- **YOUR OBJECTIVE**
In your copy of the records, include every word exactly and no pictures.

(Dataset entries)
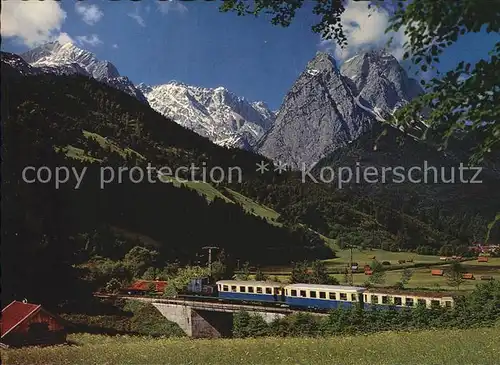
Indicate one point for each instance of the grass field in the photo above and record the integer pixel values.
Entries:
(421, 278)
(473, 346)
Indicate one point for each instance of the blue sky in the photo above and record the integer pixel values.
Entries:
(193, 42)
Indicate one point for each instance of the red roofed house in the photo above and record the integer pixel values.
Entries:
(29, 324)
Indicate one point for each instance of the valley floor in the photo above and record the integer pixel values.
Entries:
(471, 346)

- **TASK ANSWER**
Indicate one point for each instance of the grass field in the photo above and record the integer pixel values.
Entries:
(421, 278)
(473, 346)
Indicate one point for each instance of the blue sky in the photo above and record the integer pixel values.
Entries:
(193, 42)
Indicate one point for each instance of the red roofed house in the photo above and record the integer pixel values.
Entries:
(29, 324)
Indicate one point for each instance of the valley floor in the photo above and record the integer pixel values.
Entries:
(471, 346)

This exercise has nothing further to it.